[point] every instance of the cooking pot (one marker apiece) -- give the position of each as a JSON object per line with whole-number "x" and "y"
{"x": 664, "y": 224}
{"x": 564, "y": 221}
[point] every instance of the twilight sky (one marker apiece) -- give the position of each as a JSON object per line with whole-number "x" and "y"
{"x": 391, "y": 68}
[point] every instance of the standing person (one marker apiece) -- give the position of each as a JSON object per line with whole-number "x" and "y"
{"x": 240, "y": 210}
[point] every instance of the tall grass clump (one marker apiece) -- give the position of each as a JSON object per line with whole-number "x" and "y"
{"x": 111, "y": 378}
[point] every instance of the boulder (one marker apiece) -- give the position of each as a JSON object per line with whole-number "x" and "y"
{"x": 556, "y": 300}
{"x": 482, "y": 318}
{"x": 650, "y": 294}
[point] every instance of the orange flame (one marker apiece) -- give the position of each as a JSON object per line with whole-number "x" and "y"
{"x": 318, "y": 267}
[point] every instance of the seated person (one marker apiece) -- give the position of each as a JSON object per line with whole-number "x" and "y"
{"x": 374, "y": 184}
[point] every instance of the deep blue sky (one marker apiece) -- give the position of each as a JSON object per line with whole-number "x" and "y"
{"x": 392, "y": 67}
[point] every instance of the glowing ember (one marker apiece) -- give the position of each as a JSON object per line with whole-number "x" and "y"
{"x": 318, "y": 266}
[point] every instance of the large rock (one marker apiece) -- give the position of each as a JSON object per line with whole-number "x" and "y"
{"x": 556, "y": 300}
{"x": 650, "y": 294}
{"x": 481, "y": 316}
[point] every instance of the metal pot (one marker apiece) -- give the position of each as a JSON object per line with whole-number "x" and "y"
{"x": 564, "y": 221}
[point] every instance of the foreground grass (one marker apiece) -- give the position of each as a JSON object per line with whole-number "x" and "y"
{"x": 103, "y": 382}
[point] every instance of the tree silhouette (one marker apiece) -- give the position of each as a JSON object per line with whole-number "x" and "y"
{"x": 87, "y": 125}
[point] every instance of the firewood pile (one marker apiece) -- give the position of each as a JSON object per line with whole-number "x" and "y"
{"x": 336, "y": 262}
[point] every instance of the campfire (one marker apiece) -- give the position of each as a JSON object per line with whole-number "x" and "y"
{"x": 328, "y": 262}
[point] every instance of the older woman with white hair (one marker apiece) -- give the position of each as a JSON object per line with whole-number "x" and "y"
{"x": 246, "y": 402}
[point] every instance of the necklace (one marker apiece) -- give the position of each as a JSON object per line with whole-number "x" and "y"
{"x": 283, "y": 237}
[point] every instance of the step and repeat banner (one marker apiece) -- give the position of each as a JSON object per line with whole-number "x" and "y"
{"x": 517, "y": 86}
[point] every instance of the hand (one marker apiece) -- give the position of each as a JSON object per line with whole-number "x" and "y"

Challenge:
Write the material out exactly, with nothing left out.

Problem solution:
[point] every instance of the cooking pot (one marker apiece) -- give the position of each as a JSON object per line with whole-number "x" and "y"
{"x": 664, "y": 224}
{"x": 564, "y": 221}
[point] every instance of the twilight sky (one marker apiece) -- give the position of each as a JSON object per line with whole-number "x" and "y"
{"x": 391, "y": 68}
[point] every instance of the standing person (one marker apiece) -- give the position of each as a JSON object per line with whole-number "x" and "y"
{"x": 240, "y": 210}
[point] every instance of the tall grass clump (one marker apiece) -- give the position of each as a JSON object per line with whole-number "x" and "y"
{"x": 111, "y": 378}
[point] every instance of the boulder (one marker apiece) -- give the position of each as a JSON object per line with whole-number "x" and "y"
{"x": 556, "y": 300}
{"x": 482, "y": 318}
{"x": 650, "y": 294}
[point] every instance of the orange flame (one marker apiece) -- give the position of each as a JSON object per line with whole-number "x" and "y"
{"x": 318, "y": 267}
[point] every instance of the seated person (one marker apiece) -- give the position of each as a JSON object per line with whole-number "x" and "y"
{"x": 374, "y": 184}
[point] every instance of the deep blue sky (one marker apiece) -- give the position of each as a JSON object per line with whole-number "x" and "y"
{"x": 392, "y": 67}
[point] every instance of the glowing ember (one marker apiece) -- give the position of each as a JSON object per line with whole-number "x" and "y"
{"x": 318, "y": 266}
[point] every instance of the large rock (one marker apiece) -- give the position of each as a JSON object per line with whole-number "x" and "y"
{"x": 556, "y": 300}
{"x": 650, "y": 294}
{"x": 481, "y": 316}
[point] every instance of the metal pot (one marker apiece) -- give the position of each as a JSON object per line with whole-number "x" and "y"
{"x": 564, "y": 221}
[point] every instance of the foreground grass (one marker apiece) -- give the position of each as a JSON object per line with whole-number "x" and "y"
{"x": 103, "y": 382}
[point] every instance of the tree silhouette (one marker apiece) -- give the position of each as a JSON object per line with whole-number "x" and "y"
{"x": 87, "y": 125}
[point] every instance of the firewood pile (one marker apiece) -- give the position of each as a JSON object per line with whole-number "x" and "y"
{"x": 336, "y": 262}
[point] every instance of the campfire (one marker apiece) -- give the position of each as a JSON object per line with whole-number "x" and "y"
{"x": 328, "y": 262}
[point] every instance of the older woman with white hair (one marker apiece) -- give the position of each as a JSON object per line with whole-number "x" and "y"
{"x": 246, "y": 402}
[point] every instance of the necklace (one marker apiece) -- give the position of each as a JSON object per line with whole-number "x" and "y"
{"x": 283, "y": 237}
[point] every instance of the step and repeat banner (one marker apiece) -- give the position of each as a JSON object per line with whole-number "x" and "y"
{"x": 517, "y": 86}
[point] every instance of the hand (one marker apiece) -- give the position of each as a JSON object per line with whole-number "x" and "y"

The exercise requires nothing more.